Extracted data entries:
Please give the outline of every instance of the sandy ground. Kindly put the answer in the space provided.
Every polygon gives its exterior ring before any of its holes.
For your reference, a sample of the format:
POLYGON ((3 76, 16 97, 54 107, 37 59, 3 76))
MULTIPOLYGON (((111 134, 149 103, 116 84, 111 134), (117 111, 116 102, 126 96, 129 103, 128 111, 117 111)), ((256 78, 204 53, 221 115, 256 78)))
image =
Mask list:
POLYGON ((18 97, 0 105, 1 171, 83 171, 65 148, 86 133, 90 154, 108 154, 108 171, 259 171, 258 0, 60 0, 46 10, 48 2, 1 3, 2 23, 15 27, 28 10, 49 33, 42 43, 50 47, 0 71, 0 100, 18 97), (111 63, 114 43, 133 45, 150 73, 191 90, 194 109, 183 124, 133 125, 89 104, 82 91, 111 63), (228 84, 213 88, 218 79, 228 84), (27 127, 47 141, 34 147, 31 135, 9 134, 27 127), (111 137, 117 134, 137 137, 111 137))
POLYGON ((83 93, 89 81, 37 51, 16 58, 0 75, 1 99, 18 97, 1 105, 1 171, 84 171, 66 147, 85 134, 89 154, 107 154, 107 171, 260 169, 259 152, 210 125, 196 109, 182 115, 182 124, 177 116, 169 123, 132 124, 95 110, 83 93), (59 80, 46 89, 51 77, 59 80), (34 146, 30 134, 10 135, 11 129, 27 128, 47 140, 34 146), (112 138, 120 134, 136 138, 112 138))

▶ Task requirements
May I have all of the records repeated exactly?

▶ Solved exercise
Please give the outline of every instance of the sandy ground. Kindly put the answer in the space provided.
Every polygon gives its exterior ring before any of its holes.
For your reference, a sample of the format:
POLYGON ((3 76, 16 97, 54 107, 37 59, 3 76))
MULTIPOLYGON (((111 134, 149 103, 116 84, 111 134), (117 111, 116 102, 126 96, 129 103, 128 111, 117 111)), ((256 78, 204 53, 221 115, 256 78)))
image =
Mask list:
POLYGON ((18 97, 0 105, 1 171, 83 171, 65 148, 86 133, 90 154, 108 154, 108 171, 259 171, 258 0, 60 0, 46 10, 48 2, 1 3, 2 23, 15 27, 28 10, 49 33, 42 43, 50 47, 0 71, 0 100, 18 97), (111 63, 114 43, 133 45, 150 73, 191 90, 194 109, 183 124, 133 125, 89 104, 82 91, 111 63), (228 84, 213 88, 218 79, 228 84), (27 127, 47 141, 34 147, 31 135, 9 134, 27 127), (111 137, 117 134, 137 137, 111 137))
POLYGON ((83 93, 89 81, 37 51, 16 58, 0 75, 1 99, 18 97, 1 105, 1 171, 84 171, 66 147, 85 134, 89 154, 107 154, 107 171, 260 169, 259 152, 210 125, 196 109, 182 115, 182 124, 177 116, 169 123, 132 124, 95 110, 83 93), (59 80, 46 89, 51 77, 59 80), (34 146, 30 134, 10 135, 11 129, 27 128, 47 140, 34 146), (112 138, 120 134, 136 138, 112 138))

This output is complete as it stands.